■ GIVEN PROBLEM 1: Copy out everything in the listing from the line containing "target: manhole cover" down to the end of the listing, keeping each line unchanged.

■ TEXT BLOCK:
• • • • •

What the Vikings have learned after the failure of John DeFilippo

(Photo by Doug Pensinger/Getty Images) Gary Kubiak
(Photo by Doug Pensinger/Getty Images) Gary Kubiak

What type of wisdom has the Minnesota Vikings have taken from the 2018 hiring and firing of offensive coordinator John DeFilippo?

Everybody is looking for another John Madden, the linebacker coach that Al Davis audaciously made head coach of his Oakland Raiders at 32. In ten seasons, Madden won two Super Bowls, went to countless AFC Championship Games and retired with what is still the second-ranked winning percentage for NFL coaches.

We’ve seen scores of “young guys” get their shot in that endeavor. Some of the successes are Don Shula at 32, Bill Cowher, Jon Gruden, and Mike Tomlin at 34. But for every Super Bowl, there’s a bunch of names who fell in way over their head.

• • • • •

[Excerpts from segmentation records]
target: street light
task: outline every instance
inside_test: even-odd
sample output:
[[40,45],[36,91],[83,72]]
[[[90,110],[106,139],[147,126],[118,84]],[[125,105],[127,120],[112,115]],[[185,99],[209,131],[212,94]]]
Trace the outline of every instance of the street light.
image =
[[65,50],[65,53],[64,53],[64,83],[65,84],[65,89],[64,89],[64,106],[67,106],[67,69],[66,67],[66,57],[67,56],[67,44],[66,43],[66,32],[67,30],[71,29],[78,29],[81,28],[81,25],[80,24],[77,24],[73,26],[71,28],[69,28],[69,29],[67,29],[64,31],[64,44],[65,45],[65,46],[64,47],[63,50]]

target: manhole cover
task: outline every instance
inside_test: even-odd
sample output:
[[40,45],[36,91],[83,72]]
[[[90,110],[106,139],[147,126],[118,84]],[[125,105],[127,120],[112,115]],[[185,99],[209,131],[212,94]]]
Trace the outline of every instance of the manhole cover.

• • • • •

■ GIVEN PROBLEM 2: Pick up the piece on the Vikings and John DeFilippo after its last sentence and keep writing.

■ EXERCISE RESULT 1:
target: manhole cover
task: outline every instance
inside_test: even-odd
sample output:
[[40,45],[36,91],[83,72]]
[[[90,110],[106,139],[147,126],[118,84]],[[125,105],[127,120],[112,115]],[[185,99],[209,131],[212,94]]]
Trace the outline of every instance of the manhole cover.

■ EXERCISE RESULT 2:
Mike Shula, Jim Mora, Jr., Raheem Morris, and Josh McDaniels are some of the names of the past, but nowadays, there are Adam Gase and Kyle Shanahan, whose head coaching record is five cumulative seasons is 33-47.

But there is also Sean McVay, who in his second season, took the resurrected Los Angeles Rams to Super Bowl LIII.

So the search will go on. Why hire old, crusty NFL coaching vets when you can sell tickets with a lean young guy with a decent haircut and a mod, trimmed beard?

Wunderkind

What Rick Spielman saw in the Philadelphia Eagles’ quarterback coach John DeFilippo at the end of the 2017 season is what perhaps we all saw, an individual who could be the final piece of the puzzle in getting the Minnesota Vikings to the Super Bowl as well as a guy with the visor and clipboard, the right shoes, the diction, the attitude, the grasp of the details of a truly modern vertical passing game.

But it was illusion, friends.

There is no way a coach like Mike Zimmer pounded the table for a guy like Flip.

No one remembered that this “quarterback whisperer” was indeed the offensive coordinator of the Cleveland Browns in 2015. His offense didn’t run the ball and his team ended the season 3-13.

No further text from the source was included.